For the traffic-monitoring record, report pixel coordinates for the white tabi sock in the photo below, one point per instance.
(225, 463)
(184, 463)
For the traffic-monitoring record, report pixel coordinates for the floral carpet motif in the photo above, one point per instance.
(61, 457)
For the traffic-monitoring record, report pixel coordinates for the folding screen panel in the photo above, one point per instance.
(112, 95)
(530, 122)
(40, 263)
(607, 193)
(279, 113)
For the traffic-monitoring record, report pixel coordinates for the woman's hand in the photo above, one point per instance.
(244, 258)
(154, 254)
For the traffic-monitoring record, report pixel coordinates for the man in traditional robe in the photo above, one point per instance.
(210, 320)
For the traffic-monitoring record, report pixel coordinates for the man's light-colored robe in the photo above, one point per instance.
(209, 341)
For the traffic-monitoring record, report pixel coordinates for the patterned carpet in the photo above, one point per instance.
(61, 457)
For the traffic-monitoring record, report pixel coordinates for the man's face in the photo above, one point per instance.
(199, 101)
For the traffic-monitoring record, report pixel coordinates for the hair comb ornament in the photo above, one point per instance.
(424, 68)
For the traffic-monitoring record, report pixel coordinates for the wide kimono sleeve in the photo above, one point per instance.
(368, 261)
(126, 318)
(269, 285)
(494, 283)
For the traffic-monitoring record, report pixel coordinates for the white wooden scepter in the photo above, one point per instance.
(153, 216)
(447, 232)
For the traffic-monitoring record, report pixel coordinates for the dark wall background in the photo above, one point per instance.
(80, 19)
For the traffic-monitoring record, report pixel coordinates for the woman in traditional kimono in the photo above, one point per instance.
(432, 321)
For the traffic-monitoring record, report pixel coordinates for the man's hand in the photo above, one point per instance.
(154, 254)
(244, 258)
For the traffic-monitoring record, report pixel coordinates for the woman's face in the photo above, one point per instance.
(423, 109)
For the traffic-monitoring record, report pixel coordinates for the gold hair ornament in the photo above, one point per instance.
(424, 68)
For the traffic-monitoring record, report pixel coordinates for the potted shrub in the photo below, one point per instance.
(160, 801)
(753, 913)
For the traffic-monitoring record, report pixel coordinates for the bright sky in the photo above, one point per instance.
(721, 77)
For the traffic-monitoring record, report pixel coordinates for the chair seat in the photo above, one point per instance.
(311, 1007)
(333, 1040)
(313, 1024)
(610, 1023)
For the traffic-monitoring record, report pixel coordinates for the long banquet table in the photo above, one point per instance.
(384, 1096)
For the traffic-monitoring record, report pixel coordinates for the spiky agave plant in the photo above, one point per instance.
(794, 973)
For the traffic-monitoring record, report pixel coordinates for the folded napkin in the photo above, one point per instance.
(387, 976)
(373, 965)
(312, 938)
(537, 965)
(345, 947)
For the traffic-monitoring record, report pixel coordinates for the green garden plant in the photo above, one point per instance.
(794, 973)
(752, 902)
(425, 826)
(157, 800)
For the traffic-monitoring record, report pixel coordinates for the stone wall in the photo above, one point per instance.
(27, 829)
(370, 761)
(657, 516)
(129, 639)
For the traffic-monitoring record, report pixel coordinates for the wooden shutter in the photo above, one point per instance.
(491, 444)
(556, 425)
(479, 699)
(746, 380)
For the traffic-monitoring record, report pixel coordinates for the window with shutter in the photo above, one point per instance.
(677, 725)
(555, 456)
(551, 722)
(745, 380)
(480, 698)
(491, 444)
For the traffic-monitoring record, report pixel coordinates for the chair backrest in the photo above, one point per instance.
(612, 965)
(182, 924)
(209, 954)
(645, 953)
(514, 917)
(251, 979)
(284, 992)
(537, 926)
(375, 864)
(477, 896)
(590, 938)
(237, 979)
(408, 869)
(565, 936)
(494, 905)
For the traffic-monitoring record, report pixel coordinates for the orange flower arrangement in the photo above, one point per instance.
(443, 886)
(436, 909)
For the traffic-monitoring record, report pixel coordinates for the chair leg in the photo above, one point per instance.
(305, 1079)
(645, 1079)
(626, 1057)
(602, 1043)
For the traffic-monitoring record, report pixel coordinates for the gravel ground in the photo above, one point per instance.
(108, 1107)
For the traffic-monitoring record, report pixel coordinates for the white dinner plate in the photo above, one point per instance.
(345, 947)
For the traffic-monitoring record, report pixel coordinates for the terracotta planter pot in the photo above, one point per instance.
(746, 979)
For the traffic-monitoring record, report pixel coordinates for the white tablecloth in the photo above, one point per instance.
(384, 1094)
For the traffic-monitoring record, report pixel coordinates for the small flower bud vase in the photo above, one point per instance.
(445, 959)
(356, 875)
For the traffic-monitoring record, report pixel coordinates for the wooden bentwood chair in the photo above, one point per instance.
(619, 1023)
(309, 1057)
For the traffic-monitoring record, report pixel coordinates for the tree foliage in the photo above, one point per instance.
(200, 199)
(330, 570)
# # #
> _Prompt_: Please revise the listing above by replacing "traffic-monitoring record" with "scene-labeling record" throughout, changing nothing else.

> _Reply_:
For the scene-labeling record, report pixel coordinates for the white tabi sock in the photo below, one point per instance.
(225, 463)
(184, 463)
For the scene-labeling record, report pixel coordinates for the floral carpet motif in the photo above, one point per instance.
(61, 457)
For the scene-labeling record, report pixel coordinates for the folding screen panel in the photo above, one point per instance.
(112, 95)
(530, 122)
(40, 263)
(607, 193)
(279, 113)
For the scene-labeling record, report pixel coordinates for the woman's hand in the photo above, one point per instance.
(244, 258)
(154, 254)
For the scene-labeling record, report pixel coordinates for the man in traditional robe in the photo above, one point per instance.
(210, 320)
For the scene-labeling record, report pixel coordinates for the man's light-colored robe in the photo above, one point per instance.
(209, 341)
For the scene-labeling record, report pixel coordinates for the patterned carpet in the photo above, one point per instance.
(61, 457)
For the scene-labeling record, report pixel coordinates for the man's face in the photo above, one point per instance.
(199, 101)
For the scene-labeling record, report pixel coordinates for the hair comb ornament in the photo above, one point per instance.
(424, 68)
For the scene-labeling record, report pixel coordinates for the wide kimono sleeve in the photo above, one point per instance.
(368, 261)
(126, 318)
(269, 285)
(494, 283)
For the scene-labeling record, report pixel coordinates for the white wooden scepter in the photo above, one point per instance.
(153, 216)
(447, 232)
For the scene-labeling record, report pixel coordinates for the dark wall background in the photo above, one point per instance.
(80, 19)
For the scene-labeling record, report pixel coordinates for the woman in traditional kimono in the photo above, one point per instance.
(432, 321)
For the scene-labeling record, report pixel coordinates for the man's hand in the photo above, one point per instance.
(154, 254)
(244, 258)
For the scene-labeling record, report pixel coordinates for the woman's face in the photo above, one point per instance.
(423, 109)
For the scene-labeling record, report pixel coordinates for the gold hair ornament in the photo above, one point per instance.
(424, 68)
For the scene-labeling record, report pixel coordinates for the potted shrub in the photo below, one point per instance.
(160, 801)
(753, 913)
For the scene-labeling record, report pixel coordinates for the bright sky in the photo above, one point per instance.
(721, 77)
For the scene-labeling record, report pixel coordinates for the chair seat in the photo above, one point per instance.
(311, 1007)
(333, 1040)
(313, 1024)
(610, 1023)
For the scene-labeling record, report pixel coordinates for the long banquet table in the photo above, one point per instance.
(384, 1096)
For the scene-labeling record, report pixel coordinates for the spiky agave plant in the photo above, one point per instance.
(794, 973)
For the scene-labeling record, report pixel coordinates for the folded napkin in the photo above, one point per instance.
(387, 976)
(373, 965)
(312, 938)
(537, 965)
(345, 947)
For the scene-labeling record, report pixel coordinates for the green garden plant in the photo above, one point per instance.
(794, 973)
(752, 902)
(425, 826)
(157, 800)
For the scene-labeling record, report pixel coordinates for the stone wall in the photo above, one point per instance.
(27, 829)
(370, 761)
(657, 516)
(129, 639)
For the scene-labeling record, report pixel coordinates for the wooden shutter in the photo above, one point per instance.
(491, 444)
(556, 425)
(479, 699)
(746, 380)
For the scene-labeling record, report pixel coordinates for the window with shutter in the photo above, one point per instance.
(677, 725)
(555, 456)
(551, 722)
(745, 380)
(480, 698)
(491, 444)
For the scene-labeling record, report pixel coordinates for the chair backrest in the photo above, one point per instance.
(612, 965)
(182, 924)
(209, 954)
(645, 953)
(514, 917)
(251, 979)
(284, 992)
(537, 926)
(375, 864)
(477, 896)
(590, 938)
(237, 979)
(408, 869)
(565, 936)
(494, 905)
For the scene-labeling record, report pixel coordinates for the orange flower arrangement in the photo above, one point per instance.
(443, 886)
(436, 909)
For the scene-labeling record, report pixel coordinates for the chair leg in the photo above, one point per instance.
(305, 1079)
(645, 1079)
(626, 1057)
(602, 1043)
For the scene-labeling record, report pixel coordinates for the gravel ground in the photo above, one point per instance.
(108, 1107)
For the scene-labeling record, report pixel coordinates for the white dinner plate in the photo above, one point per instance.
(345, 947)
For the scene-labeling record, report pixel coordinates for the terracotta planter pot in the photo above, one point per instance.
(746, 979)
For the scene-labeling record, report pixel coordinates for the white tablecloth in the photo above, one point per instance.
(384, 1094)
For the scene-labeling record, report pixel coordinates for the small flower bud vase in the photo above, one point per instance.
(445, 959)
(356, 875)
For the scene-labeling record, report pixel coordinates for the wooden bentwood chair in the photo above, one point per instance.
(619, 1023)
(309, 1057)
For the scene-labeling record, report pixel coordinates for the tree foliage in the photo above, one point per instance.
(200, 199)
(330, 570)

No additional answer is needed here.